Introduction

The purpose of this project is to analyze the extent to which demographic changes in the U.S. population can account for changes in average American household size since 2000. The methodology, based upon Galster (2024), is to construct a multidimensional matrix, with each cell representing a unique combination of demographic (age, sex, race, etc) and geographic (PUMA) characteristics. The value in each cell represents the average household size among persons with that characteristic in the year 2000. The methodology is then applied to data from the year 2020 to determine which demographic groups have the largest changes.

The project uses American Community Survey (ACS) IPUMS microdata, which are freely available to the public after registering for an API key.
-*-*-
OBJECTIVES
(1) Answer these from the household size project overview:
(a) Which work is the project's method based on?
(b) The baseline values give average household size for which year?
(c) What must users do to get free access to the microdata?
(2) Resume the household size project overview after its final sentence.
The items further down play no role in any of this.

EXCERPTED RECORDS
-*-*-
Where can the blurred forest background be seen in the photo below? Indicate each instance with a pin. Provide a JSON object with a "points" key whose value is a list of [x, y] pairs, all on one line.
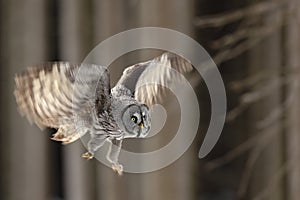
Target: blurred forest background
{"points": [[255, 44]]}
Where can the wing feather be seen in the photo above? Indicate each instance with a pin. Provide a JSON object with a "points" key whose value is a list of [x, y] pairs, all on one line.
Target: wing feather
{"points": [[60, 94], [159, 70]]}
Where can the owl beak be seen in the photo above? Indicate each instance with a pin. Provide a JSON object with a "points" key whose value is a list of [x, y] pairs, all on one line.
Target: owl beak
{"points": [[141, 125]]}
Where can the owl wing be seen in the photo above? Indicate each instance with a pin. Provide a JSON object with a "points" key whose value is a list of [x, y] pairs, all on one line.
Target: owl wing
{"points": [[159, 70], [63, 96]]}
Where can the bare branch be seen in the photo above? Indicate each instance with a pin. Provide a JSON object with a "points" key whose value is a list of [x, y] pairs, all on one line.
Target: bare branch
{"points": [[223, 19]]}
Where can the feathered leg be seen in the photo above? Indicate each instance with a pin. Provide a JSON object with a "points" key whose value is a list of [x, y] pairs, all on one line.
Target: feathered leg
{"points": [[113, 155], [94, 144]]}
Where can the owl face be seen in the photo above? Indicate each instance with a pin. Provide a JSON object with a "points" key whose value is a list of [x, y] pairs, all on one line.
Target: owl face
{"points": [[136, 121]]}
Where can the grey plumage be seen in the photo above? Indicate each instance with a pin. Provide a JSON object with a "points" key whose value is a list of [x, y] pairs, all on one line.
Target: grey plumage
{"points": [[78, 99]]}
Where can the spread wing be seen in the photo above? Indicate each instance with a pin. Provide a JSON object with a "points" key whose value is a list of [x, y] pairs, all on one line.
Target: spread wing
{"points": [[159, 71], [63, 96]]}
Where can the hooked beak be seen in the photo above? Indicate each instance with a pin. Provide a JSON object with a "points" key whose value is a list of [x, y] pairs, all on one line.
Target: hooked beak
{"points": [[141, 125]]}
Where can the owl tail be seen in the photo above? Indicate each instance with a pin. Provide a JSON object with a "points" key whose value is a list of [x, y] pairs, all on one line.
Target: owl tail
{"points": [[67, 134]]}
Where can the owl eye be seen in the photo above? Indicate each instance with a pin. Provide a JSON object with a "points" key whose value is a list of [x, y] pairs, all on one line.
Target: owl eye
{"points": [[134, 119]]}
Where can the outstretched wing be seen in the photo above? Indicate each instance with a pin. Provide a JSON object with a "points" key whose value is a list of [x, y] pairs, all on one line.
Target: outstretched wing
-*-*-
ANSWERS FOR THIS EXERCISE
(1)
(a) Galster (2024)
(b) 2000
(c) Register for an API key.

(2)
Project Structure

File Tree

The following is an overview of the project's file tree:

household-size/
├── README.md                       # The document you're currently reading
├── household-size.Rproj            # RStudio project file
├── renv/                           # R environment directory
│   ├── activate.R             
│   ├── settings.dcf           
│   └── library/               
├── src/                            # Source code directory
│   ├── utils/                      # Helper functions for other scripts
│   │   ├── aggregation-tools.R     # Functions for aggregating observations
│   │   ├── bucketing-tools.R       # Functions for bucketing observations by age, income, etc
│   │   ├── data-validation.R       # Functions for validating data during the pipeline
│   │   ├── graphing-tools.R        # Functions to help graphing
│   │   └── create-synthetic-data.R # For testing? Maybe move to tests/
│   └── scripts                     # Scripts that execute the analysis
│       ├── import-ipums.R          # Imports raw data and saves to database
│       ├── process-ipums.R         # Adds bucket and other cols, saves to database
│       ├── fig01.R 
│       ├── fig02.R
│       ├── ...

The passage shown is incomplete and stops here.